* RECORD EXCERPTS:
========================

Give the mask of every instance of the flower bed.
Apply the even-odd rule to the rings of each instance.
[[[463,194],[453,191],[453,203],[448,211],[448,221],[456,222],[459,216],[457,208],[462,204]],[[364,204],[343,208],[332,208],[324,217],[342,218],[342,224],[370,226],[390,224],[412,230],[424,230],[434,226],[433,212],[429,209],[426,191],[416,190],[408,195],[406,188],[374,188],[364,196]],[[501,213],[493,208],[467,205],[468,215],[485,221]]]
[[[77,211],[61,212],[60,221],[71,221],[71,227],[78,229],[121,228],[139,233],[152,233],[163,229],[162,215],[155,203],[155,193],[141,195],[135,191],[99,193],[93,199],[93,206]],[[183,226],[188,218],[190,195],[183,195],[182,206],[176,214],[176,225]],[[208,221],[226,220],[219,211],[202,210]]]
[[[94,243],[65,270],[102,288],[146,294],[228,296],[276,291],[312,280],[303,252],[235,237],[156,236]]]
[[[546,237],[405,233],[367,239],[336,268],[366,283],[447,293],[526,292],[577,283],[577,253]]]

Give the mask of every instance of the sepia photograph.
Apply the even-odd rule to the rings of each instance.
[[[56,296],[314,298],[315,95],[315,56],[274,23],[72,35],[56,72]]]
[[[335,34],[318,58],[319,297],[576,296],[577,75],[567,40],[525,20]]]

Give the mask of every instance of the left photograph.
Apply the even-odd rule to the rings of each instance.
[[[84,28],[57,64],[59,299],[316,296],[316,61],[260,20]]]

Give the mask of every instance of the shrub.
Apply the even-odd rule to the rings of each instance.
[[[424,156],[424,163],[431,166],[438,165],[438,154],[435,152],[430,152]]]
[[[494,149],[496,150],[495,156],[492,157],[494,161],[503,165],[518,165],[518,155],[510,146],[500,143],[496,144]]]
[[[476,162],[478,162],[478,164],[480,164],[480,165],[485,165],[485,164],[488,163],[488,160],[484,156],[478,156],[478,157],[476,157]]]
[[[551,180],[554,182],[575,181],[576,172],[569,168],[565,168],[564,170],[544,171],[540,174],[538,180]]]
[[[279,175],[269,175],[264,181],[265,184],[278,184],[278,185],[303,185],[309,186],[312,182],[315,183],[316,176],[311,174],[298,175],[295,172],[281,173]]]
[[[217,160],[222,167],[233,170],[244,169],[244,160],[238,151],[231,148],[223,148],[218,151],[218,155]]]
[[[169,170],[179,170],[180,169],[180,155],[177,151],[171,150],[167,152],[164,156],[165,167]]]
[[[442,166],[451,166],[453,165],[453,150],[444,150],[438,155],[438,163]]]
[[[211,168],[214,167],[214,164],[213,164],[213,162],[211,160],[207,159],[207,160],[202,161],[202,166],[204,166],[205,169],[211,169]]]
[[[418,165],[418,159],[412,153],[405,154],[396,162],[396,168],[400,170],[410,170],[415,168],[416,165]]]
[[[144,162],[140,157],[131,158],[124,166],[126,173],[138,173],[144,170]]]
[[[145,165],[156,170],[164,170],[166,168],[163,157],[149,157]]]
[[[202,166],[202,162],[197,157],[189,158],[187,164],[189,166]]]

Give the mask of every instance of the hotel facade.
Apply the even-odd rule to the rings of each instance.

========================

* WHAT TO WORK ON: Print out an identical copy of the whole listing.

* SOLUTION TO THIS PROBLEM:
Give the mask of every instance of the flower bed.
Apply the even-odd rule to the rings of each instance.
[[[463,194],[453,191],[453,203],[448,211],[448,221],[456,222],[459,216],[457,208],[462,204]],[[364,204],[343,208],[332,208],[324,217],[342,218],[342,224],[370,226],[390,224],[412,230],[424,230],[434,226],[433,212],[429,209],[426,191],[416,190],[408,195],[406,188],[374,188],[364,196]],[[501,213],[493,208],[467,205],[468,215],[485,221]]]
[[[77,211],[61,212],[60,221],[71,221],[71,227],[78,229],[121,228],[139,233],[152,233],[163,229],[162,215],[155,203],[155,193],[141,195],[135,191],[99,193],[93,199],[93,206]],[[183,226],[188,218],[190,195],[183,195],[182,206],[176,214],[176,225]],[[208,221],[226,220],[219,211],[202,210]]]
[[[94,243],[65,270],[102,288],[146,294],[228,296],[276,291],[312,280],[303,252],[235,237],[156,236]]]
[[[546,237],[405,233],[367,239],[336,268],[366,283],[447,293],[526,292],[577,283],[577,253]]]

Give the mask of every instance of the sepia photograph.
Apply the even-odd rule to the rings of each instance.
[[[56,296],[314,298],[315,95],[315,56],[274,23],[72,35],[56,72]]]
[[[335,34],[318,58],[319,297],[576,296],[577,75],[567,40],[525,20]]]

Give the mask of every instance of the left photograph.
Apply the even-odd rule to the rings of each instance.
[[[84,28],[57,64],[59,299],[316,296],[316,61],[260,20]]]

Give the mask of every instance of the shrub.
Apply the even-odd rule to the rings of each instance.
[[[424,156],[424,163],[431,166],[438,165],[438,154],[435,152],[430,152]]]
[[[494,149],[496,150],[495,156],[492,157],[494,161],[503,165],[518,165],[518,155],[510,146],[500,143],[496,144]]]
[[[476,162],[478,162],[478,164],[480,164],[480,165],[485,165],[485,164],[488,163],[488,160],[484,156],[478,156],[478,157],[476,157]]]
[[[551,180],[554,182],[575,181],[576,172],[569,168],[565,168],[564,170],[544,171],[540,174],[538,180]]]
[[[279,175],[269,175],[264,181],[265,184],[278,184],[278,185],[303,185],[309,186],[312,182],[315,183],[316,176],[311,174],[298,175],[295,172],[281,173]]]
[[[217,160],[222,167],[233,170],[244,169],[244,160],[238,151],[231,148],[223,148],[218,151],[218,155]]]
[[[169,170],[179,170],[180,169],[180,155],[177,151],[171,150],[167,152],[164,156],[165,167]]]
[[[442,166],[451,166],[453,165],[453,150],[444,150],[438,155],[438,163]]]
[[[211,168],[214,167],[214,164],[213,164],[213,162],[211,160],[207,159],[207,160],[202,161],[202,166],[204,166],[205,169],[211,169]]]
[[[418,165],[418,159],[412,153],[405,154],[396,162],[396,168],[400,170],[410,170],[415,168],[416,165]]]
[[[144,162],[140,157],[131,158],[124,166],[126,173],[138,173],[144,170]]]
[[[145,165],[156,170],[164,170],[166,168],[163,157],[149,157]]]
[[[202,166],[202,162],[197,157],[189,158],[187,164],[189,166]]]

Give the mask of every instance of the hotel facade.
Apply the even-odd rule to the rings of each instance.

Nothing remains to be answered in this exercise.